*** Provided passage
Find the best value.

In [21]:
best_regularisation = grid.best_estimator_.get_params()['logistic__C']
best_regularisation

10

## Evaluate the best model over 50 random splits
Given that the data set is so small, it's important to evaluate over many random train/test splits, so that we get a better picture of the metrics. With the best value of the regularisation parameter, we get an:
- **average recall of 0.74**;
- **average precision of 0.48**.

In [None]:
logistic_tuned = LogisticRegression(max_iter=2000,
                                    class_weight='balanced',
                                    solver='lbfgs',
                                    C=1)

In [None]:
pipe_tuned = Pipeline(steps=[('encoder', encoder),
                             ('select', selector),
                             ('scaler', StandardScaler()),
                             ('logistic', logistic_tuned)])

In [None]:
pipe_pre = Pipeline(steps=[('encode', encoder),
                       ('select', selector),
                       ('scale', StandardScaler())])

In [None]:
X_pre = pipe_pre.fit_transform(X, y)

In [None]:
X_pre

In [None]:
X.shape

In [None]:
sss = StratifiedShuffleSplit(n_splits=50, test_size=0.25)

In [None]:
METRIC_FUNCTIONS = {
    'accuracy': accuracy_score,
    'precision': precision_score,
    'recall': recall_score,
    'f1': f1_score
}

In [None]:
METRICS = {k: [] for k in METRIC_FUNCTIONS.keys()}

for train_IDX, test_IDX in sss.split(X, y):
    pipe_tuned.fit(X.loc[train_IDX], y.loc[train_IDX])
    logistic_predictions = pipe_tuned.predict(X.loc[test_IDX])
    truth = y.loc[test_IDX]
    
    for key, metric in METRIC_FUNCTIONS.items():
        METRICS[key].append(metric(truth, logistic_predictions))

In [None]:
{k: np.mean(v) for k, v in METRICS.items()}

In [None]:
{k: np.std(v) for k, v in METRICS.items()}

Check accuracy on training set to check for overfitting.

In [None]:
pipe_tuned.score(X.loc[train_IDX], y.loc[train_IDX])
******
# [Required work]
(1) In the notebook excerpt, what average recall does the best value of the regularisation parameter give?
(2) Copy the notebook excerpt word for word, from "for train_IDX, test_IDX" to "logistic_predictions = pipe_tuned.predict(X.loc[test_IDX])".
(3) Which metric names appear as keys in the METRIC_FUNCTIONS dictionary of the notebook excerpt? List every one.
*** Information supplied
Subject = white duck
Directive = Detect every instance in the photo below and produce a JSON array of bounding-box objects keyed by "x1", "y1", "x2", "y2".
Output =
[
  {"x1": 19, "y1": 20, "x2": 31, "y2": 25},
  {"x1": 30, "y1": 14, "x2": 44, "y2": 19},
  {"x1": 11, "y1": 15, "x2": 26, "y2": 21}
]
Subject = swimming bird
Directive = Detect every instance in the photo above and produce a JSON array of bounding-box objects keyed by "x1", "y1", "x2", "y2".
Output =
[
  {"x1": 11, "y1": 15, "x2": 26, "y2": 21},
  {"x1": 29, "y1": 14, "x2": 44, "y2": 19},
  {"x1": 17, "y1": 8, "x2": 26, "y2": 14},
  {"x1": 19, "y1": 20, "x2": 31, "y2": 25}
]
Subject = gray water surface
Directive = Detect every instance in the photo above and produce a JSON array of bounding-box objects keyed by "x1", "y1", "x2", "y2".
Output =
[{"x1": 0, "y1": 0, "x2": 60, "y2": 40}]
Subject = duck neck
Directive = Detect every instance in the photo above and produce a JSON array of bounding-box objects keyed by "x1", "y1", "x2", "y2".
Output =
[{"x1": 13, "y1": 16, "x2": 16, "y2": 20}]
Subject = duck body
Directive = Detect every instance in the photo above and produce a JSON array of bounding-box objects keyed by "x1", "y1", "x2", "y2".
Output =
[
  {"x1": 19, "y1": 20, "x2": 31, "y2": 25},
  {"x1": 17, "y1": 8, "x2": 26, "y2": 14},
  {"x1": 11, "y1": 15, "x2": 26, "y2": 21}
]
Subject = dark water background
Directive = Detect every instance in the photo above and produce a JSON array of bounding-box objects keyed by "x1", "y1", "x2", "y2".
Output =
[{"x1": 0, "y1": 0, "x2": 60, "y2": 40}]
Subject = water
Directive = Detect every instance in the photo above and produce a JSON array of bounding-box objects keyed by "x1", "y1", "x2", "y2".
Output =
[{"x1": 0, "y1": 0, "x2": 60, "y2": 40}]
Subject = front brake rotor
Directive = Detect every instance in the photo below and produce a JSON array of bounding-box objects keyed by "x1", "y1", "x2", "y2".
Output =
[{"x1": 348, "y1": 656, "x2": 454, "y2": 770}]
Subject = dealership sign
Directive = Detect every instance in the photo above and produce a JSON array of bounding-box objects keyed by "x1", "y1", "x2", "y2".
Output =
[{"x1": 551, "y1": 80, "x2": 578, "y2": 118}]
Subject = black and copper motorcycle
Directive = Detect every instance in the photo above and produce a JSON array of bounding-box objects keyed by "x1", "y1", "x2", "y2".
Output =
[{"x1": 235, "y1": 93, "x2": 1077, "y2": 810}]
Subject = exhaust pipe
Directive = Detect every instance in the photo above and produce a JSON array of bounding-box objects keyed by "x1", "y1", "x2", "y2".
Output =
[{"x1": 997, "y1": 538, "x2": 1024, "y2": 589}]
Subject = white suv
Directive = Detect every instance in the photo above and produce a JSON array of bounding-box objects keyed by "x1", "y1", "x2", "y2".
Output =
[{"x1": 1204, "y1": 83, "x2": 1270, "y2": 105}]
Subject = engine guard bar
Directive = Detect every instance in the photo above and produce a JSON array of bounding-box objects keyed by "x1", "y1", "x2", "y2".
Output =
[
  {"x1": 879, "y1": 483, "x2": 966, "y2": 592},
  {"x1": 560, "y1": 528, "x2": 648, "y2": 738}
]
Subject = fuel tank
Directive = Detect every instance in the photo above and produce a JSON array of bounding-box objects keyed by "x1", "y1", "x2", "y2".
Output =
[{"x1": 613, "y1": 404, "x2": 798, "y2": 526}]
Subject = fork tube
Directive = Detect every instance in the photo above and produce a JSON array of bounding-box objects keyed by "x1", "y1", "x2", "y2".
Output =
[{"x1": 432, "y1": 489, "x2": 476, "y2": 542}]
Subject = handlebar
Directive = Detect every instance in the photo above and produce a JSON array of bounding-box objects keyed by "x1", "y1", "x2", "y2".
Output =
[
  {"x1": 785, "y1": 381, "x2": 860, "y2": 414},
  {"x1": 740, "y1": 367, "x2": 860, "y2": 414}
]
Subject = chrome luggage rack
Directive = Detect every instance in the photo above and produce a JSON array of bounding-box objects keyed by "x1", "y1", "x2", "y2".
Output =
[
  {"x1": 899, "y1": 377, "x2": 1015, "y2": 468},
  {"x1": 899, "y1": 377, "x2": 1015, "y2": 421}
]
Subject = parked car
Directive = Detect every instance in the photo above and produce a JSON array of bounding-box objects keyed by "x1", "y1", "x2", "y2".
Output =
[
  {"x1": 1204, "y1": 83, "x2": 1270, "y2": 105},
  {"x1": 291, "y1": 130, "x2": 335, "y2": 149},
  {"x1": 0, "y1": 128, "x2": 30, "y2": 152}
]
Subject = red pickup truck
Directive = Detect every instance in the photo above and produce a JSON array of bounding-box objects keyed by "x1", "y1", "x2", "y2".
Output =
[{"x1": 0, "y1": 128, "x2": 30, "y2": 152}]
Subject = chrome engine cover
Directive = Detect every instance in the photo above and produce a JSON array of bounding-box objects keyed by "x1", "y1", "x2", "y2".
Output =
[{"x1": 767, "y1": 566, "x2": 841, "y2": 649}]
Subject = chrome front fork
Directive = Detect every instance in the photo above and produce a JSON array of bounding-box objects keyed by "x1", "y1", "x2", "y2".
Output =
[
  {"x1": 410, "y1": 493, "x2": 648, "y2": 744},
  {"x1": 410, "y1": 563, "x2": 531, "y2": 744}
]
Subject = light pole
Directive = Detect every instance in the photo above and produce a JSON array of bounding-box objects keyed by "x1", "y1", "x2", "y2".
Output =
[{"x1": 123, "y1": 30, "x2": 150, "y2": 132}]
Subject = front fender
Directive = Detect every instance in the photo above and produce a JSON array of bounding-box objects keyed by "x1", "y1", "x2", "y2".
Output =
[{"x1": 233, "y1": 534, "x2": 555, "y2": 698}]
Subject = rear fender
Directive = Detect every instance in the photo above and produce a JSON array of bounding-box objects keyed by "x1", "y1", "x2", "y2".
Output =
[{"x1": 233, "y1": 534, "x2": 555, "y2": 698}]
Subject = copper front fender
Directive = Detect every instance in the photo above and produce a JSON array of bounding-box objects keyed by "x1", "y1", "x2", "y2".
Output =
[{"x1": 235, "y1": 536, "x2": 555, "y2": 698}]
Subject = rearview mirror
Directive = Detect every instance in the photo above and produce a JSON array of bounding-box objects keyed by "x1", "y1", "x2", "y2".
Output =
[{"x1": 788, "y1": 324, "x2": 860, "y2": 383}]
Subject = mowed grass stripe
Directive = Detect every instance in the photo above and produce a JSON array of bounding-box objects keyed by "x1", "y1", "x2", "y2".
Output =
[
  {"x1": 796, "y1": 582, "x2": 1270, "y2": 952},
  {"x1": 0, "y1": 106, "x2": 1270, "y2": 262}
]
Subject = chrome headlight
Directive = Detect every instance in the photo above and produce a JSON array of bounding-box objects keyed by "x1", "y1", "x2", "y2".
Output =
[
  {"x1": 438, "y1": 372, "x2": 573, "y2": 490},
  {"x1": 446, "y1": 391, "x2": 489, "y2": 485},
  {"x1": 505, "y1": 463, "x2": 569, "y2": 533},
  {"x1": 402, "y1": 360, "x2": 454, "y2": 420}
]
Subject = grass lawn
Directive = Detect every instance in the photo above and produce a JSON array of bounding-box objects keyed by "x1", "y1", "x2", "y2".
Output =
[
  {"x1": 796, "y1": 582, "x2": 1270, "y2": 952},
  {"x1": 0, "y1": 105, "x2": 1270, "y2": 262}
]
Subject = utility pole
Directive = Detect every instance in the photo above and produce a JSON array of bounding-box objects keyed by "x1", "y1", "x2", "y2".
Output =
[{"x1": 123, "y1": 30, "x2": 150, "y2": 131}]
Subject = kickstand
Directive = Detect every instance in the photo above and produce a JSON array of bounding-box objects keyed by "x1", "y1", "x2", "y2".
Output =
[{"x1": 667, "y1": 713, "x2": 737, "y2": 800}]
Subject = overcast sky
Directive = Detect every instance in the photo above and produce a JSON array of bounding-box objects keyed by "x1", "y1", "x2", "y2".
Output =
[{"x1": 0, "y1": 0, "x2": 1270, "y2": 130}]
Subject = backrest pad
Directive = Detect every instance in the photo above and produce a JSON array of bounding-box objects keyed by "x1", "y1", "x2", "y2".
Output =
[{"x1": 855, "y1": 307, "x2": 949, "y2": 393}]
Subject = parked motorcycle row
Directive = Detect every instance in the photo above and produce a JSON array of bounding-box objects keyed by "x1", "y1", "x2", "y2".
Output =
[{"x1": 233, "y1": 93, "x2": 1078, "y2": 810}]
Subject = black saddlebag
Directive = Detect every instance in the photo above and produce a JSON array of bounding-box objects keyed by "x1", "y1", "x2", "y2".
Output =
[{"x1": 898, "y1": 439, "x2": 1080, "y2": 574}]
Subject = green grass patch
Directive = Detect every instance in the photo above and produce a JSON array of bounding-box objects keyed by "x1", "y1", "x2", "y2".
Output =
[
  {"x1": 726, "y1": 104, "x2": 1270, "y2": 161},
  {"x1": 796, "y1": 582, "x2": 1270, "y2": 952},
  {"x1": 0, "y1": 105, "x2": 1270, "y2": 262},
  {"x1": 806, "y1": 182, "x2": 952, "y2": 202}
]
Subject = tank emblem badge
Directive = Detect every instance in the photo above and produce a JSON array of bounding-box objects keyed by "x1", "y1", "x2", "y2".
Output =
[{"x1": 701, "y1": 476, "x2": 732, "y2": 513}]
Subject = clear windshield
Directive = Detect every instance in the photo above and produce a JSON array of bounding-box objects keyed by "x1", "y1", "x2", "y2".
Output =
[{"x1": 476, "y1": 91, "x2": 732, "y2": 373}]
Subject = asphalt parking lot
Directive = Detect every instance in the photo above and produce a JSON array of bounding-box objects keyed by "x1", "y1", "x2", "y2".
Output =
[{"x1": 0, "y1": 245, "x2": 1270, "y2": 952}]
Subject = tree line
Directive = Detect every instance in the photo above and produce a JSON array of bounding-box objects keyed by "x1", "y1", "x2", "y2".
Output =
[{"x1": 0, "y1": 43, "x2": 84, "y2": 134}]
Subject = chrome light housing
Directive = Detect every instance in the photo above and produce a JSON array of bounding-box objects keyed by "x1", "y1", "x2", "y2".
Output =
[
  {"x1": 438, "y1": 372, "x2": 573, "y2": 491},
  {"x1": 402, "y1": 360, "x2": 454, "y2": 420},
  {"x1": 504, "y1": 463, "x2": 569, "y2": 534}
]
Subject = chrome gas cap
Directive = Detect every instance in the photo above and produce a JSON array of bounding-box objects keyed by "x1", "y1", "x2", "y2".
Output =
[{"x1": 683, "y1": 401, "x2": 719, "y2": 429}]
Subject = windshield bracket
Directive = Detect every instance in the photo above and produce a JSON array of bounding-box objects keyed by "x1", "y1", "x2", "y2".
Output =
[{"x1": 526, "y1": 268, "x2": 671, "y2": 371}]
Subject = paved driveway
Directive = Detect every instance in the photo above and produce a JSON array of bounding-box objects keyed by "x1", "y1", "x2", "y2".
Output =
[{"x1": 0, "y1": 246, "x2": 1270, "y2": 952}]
******
# [Written responses]
(1) 0.74

(2)
for train_IDX, test_IDX in sss.split(X, y):
    pipe_tuned.fit(X.loc[train_IDX], y.loc[train_IDX])
    logistic_predictions = pipe_tuned.predict(X.loc[test_IDX])

(3) accuracy, precision, recall, f1